◆ Directions ◆
Swap "white sand" for "dry sand" in the lines between the one holding "Note: locate the white" and the one holding "pixel 124 351", inclusive, and return only those lines with everything else unchanged. Leave the pictures out.

##### Available records

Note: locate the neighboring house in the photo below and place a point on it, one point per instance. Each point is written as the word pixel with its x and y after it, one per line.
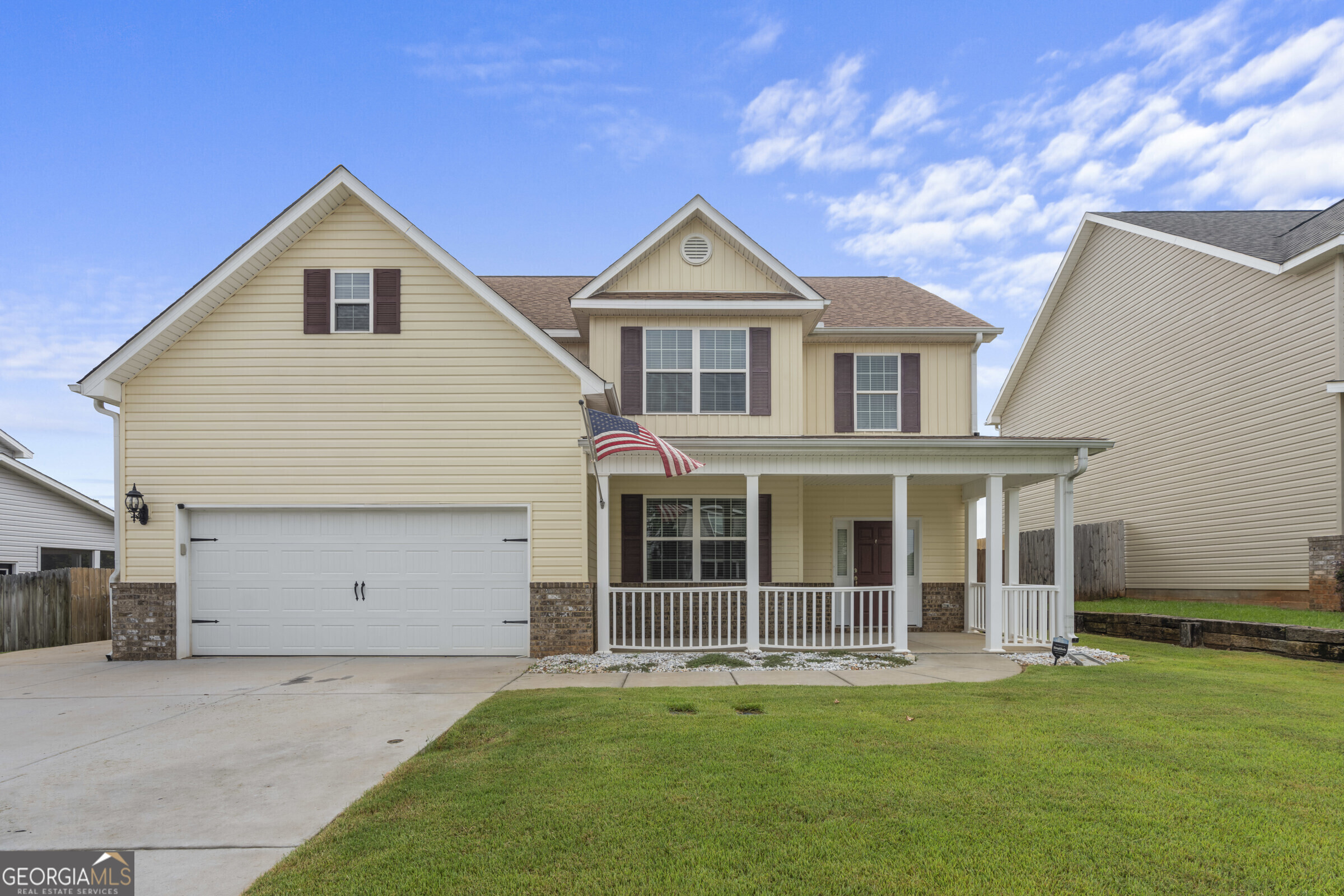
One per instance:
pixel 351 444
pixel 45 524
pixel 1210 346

##########
##### Available records

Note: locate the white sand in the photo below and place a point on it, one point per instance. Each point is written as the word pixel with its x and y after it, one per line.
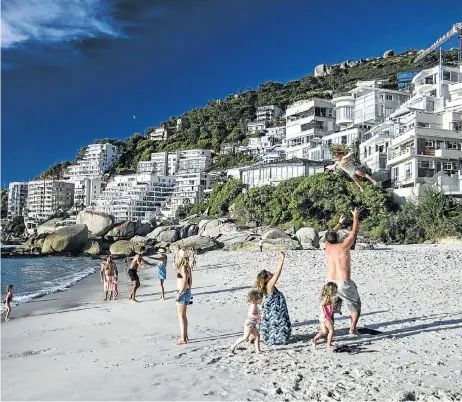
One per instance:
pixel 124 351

##########

◆ Worked answer ◆
Note: locate the dry sand in the photo below and place a point on it, one point per instance. Each point is written as the word pixel with its x and y after it, one per line.
One per instance:
pixel 124 351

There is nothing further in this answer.